Data for this task –
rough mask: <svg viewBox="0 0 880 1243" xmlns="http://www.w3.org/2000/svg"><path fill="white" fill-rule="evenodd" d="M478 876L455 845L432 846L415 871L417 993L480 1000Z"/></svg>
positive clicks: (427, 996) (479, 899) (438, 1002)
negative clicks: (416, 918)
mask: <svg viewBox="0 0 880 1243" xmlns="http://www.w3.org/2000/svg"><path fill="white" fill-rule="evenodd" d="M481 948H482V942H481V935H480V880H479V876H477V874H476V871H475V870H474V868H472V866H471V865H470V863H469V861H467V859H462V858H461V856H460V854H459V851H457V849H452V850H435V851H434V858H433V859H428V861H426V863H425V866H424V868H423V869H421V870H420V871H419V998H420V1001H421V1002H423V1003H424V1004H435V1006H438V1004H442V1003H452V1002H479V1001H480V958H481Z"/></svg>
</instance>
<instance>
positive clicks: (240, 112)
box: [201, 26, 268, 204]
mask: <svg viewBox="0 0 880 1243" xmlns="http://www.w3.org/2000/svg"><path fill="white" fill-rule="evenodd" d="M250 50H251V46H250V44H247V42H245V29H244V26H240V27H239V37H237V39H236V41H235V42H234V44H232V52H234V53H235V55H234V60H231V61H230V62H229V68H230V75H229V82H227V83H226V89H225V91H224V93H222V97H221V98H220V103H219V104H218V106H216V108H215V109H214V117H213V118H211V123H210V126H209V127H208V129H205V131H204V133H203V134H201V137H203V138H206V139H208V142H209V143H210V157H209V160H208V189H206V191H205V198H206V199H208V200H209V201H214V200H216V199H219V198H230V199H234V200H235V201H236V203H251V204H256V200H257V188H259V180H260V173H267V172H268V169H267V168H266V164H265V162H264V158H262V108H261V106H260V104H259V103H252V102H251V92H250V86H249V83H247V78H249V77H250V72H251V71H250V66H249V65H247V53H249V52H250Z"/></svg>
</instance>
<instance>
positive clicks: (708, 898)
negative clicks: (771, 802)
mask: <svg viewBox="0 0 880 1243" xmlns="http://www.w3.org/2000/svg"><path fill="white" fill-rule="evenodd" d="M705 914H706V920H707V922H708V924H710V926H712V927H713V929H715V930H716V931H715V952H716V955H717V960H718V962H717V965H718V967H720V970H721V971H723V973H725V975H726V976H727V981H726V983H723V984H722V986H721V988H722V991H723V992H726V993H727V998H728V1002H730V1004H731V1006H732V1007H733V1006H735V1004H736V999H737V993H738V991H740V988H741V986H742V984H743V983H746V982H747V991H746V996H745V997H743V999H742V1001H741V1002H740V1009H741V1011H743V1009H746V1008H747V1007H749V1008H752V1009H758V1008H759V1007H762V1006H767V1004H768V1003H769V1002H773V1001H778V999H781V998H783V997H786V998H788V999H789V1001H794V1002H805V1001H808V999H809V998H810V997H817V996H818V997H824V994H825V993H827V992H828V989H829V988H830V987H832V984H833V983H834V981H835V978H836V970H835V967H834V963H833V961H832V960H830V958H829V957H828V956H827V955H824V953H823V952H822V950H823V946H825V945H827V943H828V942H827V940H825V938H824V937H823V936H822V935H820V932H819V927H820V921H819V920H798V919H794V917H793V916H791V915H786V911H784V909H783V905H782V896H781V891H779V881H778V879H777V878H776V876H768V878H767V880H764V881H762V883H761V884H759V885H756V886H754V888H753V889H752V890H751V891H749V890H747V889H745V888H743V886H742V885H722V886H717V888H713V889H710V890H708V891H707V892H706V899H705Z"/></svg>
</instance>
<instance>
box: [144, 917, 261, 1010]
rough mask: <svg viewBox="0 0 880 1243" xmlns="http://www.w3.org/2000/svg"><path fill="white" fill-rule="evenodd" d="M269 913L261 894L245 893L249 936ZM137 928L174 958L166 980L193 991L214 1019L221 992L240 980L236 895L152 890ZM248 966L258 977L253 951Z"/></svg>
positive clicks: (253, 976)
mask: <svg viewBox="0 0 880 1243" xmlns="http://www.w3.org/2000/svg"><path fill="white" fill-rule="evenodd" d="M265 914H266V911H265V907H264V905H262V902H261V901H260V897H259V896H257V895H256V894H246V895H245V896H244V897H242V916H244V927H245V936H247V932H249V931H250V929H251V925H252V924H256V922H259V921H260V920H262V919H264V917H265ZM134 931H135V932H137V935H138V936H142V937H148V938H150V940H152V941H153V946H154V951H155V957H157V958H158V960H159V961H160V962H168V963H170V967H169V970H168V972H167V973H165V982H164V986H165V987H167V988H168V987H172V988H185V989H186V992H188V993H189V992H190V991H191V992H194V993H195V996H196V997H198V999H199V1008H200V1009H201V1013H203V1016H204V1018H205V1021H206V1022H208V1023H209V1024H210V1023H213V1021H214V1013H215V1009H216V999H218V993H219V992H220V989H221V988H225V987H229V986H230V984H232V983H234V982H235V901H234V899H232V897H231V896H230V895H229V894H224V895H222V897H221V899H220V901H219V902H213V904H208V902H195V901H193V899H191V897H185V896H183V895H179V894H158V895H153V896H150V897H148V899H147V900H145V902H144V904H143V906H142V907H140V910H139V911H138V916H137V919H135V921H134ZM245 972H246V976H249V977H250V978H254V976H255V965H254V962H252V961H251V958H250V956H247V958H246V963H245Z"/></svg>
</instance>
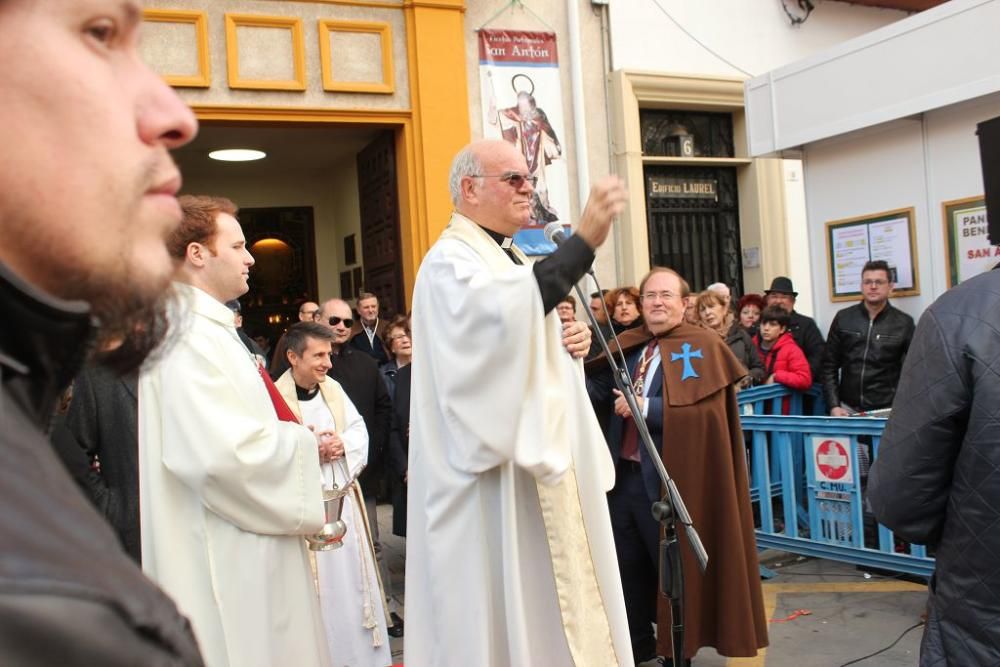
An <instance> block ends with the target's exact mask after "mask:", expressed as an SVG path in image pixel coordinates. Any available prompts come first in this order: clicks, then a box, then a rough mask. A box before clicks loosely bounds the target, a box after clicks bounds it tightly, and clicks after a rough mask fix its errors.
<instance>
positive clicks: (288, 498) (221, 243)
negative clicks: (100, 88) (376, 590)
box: [139, 196, 333, 667]
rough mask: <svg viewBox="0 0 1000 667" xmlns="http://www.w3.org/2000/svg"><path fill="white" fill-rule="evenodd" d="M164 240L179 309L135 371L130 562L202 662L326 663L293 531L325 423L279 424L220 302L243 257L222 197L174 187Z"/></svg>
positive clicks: (265, 389) (314, 485) (239, 276)
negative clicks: (138, 444) (132, 524)
mask: <svg viewBox="0 0 1000 667" xmlns="http://www.w3.org/2000/svg"><path fill="white" fill-rule="evenodd" d="M180 203H181V206H182V209H183V211H184V219H183V221H182V223H181V225H180V227H179V228H178V229H177V230H175V232H174V234H173V236H172V238H171V239H170V240H169V242H168V247H169V249H170V252H171V254H173V255H174V256H175V257H176V258H177V259H178V260H180V261H181V267H180V269H179V280H180V281H181V282H179V283H176V284H175V287H176V289H177V290H178V292H180V297H181V298H180V302H181V303H182V305H183V307H184V308H185V309H186V310H185V312H184V313H181V314H177V313H175V315H179V316H180V317H181V318H182V319H181V321H180V322H177V323H175V326H178V327H179V329H180V334H179V336H178V337H177V340H176V341H174V342H173V344H172V345H171V346H170V347H169V349H168V351H167V353H166V354H165V356H164V357H163V358H162V359H161V360H160V361H159V362H158V363H156V364H155V365H153V366H152V367H151V368H148V369H146V371H145V372H144V373H143V374H142V376H141V378H140V381H139V483H140V505H141V509H140V514H141V521H142V566H143V569H144V570H145V571H146V573H147V574H148V575H149V576H150V577H151V578H152V579H153V580H155V581H156V582H157V583H159V584H160V586H162V587H163V589H164V590H165V591H166V592H167V593H168V594H170V595H171V596H172V597H173V598H174V600H176V602H177V605H178V606H179V607H180V609H181V611H182V612H183V613H184V614H185V615H187V616H188V617H189V618H190V619H191V623H192V625H193V627H194V631H195V635H196V636H197V638H198V643H199V645H200V646H201V651H202V655H203V656H204V657H205V662H206V663H207V664H208V665H209V666H210V667H248V666H256V665H260V666H261V667H264V666H269V665H296V667H313V666H317V667H324V666H326V665H329V664H330V662H329V655H328V652H327V644H326V641H325V639H324V633H323V623H322V619H321V617H320V610H319V600H318V596H317V593H316V588H315V584H314V582H313V577H312V573H311V571H310V567H309V557H308V554H307V552H306V543H305V541H304V539H303V537H302V536H303V535H304V534H307V533H315V532H317V531H318V530H319V529H320V528H321V527H322V526H323V523H324V518H325V517H324V513H323V501H322V481H321V480H322V477H321V472H320V457H321V456H325V457H327V458H330V457H332V455H333V452H332V447H331V446H330V445H329V444H325V443H323V442H321V438H325V437H327V436H328V435H329V434H328V433H316V434H314V433H312V432H311V431H310V430H309V429H308V428H306V427H305V426H301V425H299V424H296V423H291V422H279V421H278V419H277V417H276V412H275V407H274V404H273V403H272V401H271V399H270V397H269V395H268V393H267V390H266V389H265V386H264V384H263V381H262V378H261V376H260V374H259V371H258V369H257V366H256V364H255V362H254V360H253V358H252V357H251V356H250V354H249V352H248V351H247V349H246V348H245V347H243V344H242V343H241V342H240V340H239V338H238V337H237V335H236V330H235V328H234V327H233V314H232V312H231V311H230V310H229V309H228V308H227V307H226V306H225V305H224V304H225V302H226V301H229V300H230V299H235V298H237V297H239V296H240V295H242V294H244V293H246V291H247V289H248V288H247V276H248V272H249V269H250V266H251V265H252V264H253V258H252V257H251V256H250V254H249V253H248V252H247V250H246V242H245V240H244V237H243V232H242V230H241V229H240V225H239V222H237V220H236V218H235V217H234V216H235V214H236V208H235V206H233V204H232V202H229V201H228V200H225V199H220V198H211V197H187V196H185V197H181V198H180Z"/></svg>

Task – Reproduce the records without change, beginning with their first line and stopping after the line that contains "positive clicks: (427, 996)".

Task response –
rough mask: <svg viewBox="0 0 880 1243" xmlns="http://www.w3.org/2000/svg"><path fill="white" fill-rule="evenodd" d="M478 876L455 845L432 846L415 871L417 993L480 1000Z"/></svg>
positive clicks: (427, 996) (479, 899) (438, 1002)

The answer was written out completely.